TASK TO COMPLETE: Show every line below that contains the word "orchid", copying each one in full. Case counts.

DATA ROWS:

Start

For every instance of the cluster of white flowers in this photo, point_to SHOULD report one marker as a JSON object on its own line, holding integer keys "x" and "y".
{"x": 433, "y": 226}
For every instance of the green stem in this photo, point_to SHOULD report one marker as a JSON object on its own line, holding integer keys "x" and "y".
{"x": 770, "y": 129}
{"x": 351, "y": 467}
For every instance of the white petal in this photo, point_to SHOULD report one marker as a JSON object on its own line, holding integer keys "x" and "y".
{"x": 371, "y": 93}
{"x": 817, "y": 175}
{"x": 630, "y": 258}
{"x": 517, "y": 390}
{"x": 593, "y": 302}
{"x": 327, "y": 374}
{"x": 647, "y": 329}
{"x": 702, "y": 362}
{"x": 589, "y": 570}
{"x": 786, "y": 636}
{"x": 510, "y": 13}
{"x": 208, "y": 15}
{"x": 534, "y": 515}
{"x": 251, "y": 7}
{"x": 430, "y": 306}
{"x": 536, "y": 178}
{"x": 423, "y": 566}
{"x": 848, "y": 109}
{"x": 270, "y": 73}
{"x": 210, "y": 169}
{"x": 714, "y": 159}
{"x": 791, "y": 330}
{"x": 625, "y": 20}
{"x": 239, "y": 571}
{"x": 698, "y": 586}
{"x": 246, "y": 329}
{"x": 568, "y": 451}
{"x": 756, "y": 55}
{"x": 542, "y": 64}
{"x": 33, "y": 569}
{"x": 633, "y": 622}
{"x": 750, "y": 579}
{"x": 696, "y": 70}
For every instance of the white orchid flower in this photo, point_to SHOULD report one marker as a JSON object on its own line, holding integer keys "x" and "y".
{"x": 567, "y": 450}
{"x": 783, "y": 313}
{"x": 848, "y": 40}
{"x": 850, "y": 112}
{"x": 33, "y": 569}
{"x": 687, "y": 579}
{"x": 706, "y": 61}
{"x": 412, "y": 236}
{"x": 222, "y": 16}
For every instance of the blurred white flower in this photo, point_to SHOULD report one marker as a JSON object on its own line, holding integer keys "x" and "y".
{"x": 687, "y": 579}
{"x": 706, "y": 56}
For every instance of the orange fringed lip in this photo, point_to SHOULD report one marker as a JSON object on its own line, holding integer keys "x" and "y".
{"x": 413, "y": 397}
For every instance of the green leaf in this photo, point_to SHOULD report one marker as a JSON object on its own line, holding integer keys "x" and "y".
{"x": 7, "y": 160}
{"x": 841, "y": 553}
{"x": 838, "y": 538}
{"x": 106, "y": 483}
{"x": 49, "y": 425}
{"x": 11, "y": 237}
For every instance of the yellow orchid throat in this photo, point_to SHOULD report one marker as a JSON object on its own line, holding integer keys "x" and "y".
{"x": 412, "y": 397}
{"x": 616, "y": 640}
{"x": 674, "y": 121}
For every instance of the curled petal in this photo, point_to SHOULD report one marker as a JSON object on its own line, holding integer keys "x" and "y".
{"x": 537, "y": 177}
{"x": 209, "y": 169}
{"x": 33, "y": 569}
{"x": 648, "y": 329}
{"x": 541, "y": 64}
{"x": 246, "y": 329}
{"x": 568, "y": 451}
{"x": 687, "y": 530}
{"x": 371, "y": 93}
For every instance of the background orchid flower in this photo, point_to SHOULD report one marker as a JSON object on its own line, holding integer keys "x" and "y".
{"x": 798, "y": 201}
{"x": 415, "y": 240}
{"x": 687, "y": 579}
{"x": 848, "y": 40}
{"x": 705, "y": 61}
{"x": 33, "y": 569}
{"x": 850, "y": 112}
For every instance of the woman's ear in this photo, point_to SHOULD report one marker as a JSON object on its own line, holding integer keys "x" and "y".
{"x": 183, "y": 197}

End
Start

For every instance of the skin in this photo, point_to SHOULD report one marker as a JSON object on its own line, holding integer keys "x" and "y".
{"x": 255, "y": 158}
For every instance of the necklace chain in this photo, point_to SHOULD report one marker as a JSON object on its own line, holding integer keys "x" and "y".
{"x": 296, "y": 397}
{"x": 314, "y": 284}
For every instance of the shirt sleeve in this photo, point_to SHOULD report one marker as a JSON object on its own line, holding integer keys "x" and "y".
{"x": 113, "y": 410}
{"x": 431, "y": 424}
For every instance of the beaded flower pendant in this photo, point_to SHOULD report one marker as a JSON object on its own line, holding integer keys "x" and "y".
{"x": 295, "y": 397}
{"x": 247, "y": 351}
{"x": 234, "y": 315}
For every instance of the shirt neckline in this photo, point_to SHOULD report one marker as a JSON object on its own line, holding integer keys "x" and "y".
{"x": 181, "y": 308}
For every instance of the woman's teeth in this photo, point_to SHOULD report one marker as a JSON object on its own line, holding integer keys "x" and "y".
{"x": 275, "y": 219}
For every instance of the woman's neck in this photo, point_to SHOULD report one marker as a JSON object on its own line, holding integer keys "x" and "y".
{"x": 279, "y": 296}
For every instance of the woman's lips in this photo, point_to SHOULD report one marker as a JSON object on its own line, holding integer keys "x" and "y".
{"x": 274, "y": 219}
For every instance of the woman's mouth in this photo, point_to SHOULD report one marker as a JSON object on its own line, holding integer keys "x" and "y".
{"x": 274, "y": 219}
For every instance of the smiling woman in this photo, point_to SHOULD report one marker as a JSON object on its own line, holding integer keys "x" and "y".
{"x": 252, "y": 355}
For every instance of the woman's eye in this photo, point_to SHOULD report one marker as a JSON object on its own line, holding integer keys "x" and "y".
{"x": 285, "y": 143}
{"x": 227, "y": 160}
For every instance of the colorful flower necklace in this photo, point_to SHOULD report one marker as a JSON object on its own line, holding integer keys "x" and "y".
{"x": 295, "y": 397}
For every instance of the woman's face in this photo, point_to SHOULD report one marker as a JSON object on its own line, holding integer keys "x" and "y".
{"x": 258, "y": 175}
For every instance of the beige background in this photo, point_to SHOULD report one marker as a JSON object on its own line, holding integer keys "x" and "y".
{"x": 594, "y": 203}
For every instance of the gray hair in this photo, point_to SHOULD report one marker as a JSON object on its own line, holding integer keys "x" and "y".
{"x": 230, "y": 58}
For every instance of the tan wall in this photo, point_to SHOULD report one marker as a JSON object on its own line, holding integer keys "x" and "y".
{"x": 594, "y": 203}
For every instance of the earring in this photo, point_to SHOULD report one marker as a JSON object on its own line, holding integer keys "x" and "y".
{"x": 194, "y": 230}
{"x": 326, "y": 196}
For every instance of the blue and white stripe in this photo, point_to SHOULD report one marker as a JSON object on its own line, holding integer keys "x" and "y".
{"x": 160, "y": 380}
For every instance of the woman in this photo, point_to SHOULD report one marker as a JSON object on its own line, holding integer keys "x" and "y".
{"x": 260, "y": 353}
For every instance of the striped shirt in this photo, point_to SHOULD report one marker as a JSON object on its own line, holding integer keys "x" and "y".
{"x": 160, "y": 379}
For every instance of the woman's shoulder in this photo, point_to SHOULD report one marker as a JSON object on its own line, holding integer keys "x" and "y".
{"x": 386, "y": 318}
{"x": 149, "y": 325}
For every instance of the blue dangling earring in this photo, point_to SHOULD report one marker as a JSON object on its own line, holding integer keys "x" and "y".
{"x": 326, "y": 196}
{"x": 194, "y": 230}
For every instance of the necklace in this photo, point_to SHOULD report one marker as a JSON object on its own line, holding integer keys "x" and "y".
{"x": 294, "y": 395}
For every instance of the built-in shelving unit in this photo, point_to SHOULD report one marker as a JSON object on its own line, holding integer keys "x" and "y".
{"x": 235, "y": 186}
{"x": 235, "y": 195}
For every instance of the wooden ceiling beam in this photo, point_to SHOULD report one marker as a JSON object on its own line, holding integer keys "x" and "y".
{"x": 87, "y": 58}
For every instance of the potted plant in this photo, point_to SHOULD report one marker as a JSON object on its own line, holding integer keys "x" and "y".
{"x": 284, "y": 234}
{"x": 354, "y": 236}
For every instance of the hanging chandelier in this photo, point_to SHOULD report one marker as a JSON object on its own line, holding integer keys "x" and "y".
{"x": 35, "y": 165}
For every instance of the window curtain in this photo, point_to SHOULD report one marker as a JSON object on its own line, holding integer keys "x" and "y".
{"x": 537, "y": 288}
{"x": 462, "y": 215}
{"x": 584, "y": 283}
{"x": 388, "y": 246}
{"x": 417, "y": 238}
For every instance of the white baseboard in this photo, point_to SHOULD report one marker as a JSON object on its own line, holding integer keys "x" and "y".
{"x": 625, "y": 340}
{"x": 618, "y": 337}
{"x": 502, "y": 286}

End
Start

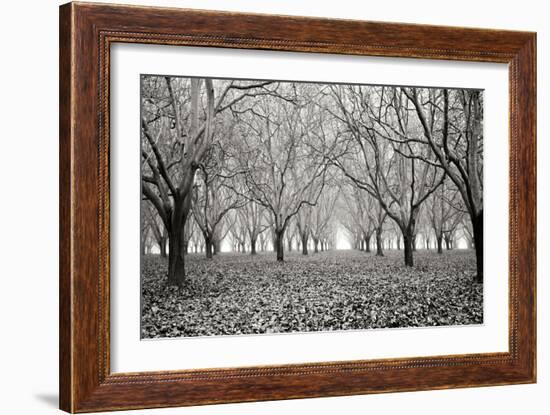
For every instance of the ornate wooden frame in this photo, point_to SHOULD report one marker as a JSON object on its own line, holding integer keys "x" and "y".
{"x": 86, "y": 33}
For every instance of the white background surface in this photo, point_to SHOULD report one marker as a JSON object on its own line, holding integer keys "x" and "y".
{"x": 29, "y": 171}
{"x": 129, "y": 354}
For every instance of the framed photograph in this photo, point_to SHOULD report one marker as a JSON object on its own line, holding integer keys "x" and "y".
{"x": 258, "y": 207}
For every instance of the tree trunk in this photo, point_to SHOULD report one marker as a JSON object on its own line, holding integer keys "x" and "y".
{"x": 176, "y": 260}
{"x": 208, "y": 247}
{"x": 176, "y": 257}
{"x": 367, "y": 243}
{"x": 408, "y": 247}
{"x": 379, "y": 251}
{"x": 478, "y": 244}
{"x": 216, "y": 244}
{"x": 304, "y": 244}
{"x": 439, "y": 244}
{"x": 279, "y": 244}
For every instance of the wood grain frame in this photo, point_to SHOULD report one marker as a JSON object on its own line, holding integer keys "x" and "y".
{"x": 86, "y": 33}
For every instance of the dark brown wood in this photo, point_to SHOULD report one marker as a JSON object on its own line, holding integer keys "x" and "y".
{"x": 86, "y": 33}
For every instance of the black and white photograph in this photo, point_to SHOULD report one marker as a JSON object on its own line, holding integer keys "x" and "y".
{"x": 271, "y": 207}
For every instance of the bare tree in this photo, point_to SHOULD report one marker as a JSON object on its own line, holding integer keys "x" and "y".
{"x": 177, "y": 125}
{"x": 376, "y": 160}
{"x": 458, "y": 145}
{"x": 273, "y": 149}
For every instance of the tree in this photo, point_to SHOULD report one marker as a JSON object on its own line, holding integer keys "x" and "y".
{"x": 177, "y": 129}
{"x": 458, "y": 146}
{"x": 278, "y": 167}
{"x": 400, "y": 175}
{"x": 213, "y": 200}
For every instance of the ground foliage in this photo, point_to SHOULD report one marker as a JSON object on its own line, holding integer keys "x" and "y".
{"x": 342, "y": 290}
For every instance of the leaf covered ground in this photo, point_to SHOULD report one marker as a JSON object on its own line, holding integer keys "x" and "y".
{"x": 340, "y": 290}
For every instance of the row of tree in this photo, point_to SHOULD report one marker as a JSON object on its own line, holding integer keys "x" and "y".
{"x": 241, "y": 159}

End

FINAL RESULT:
For every instance of the white orchid flower in this photo, point_to SHOULD report one marker as a JSON object on its own line, holding integer keys "x" and "y".
For every instance of the yellow orchid throat in this photo, point_to SHOULD report one marker as a JSON object on its own line, holding integer keys "x" and "y".
For every instance of the background orchid flower in this photo, point_to SHOULD report one marker as a JSON object on its own line, holding integer keys "x" and "y".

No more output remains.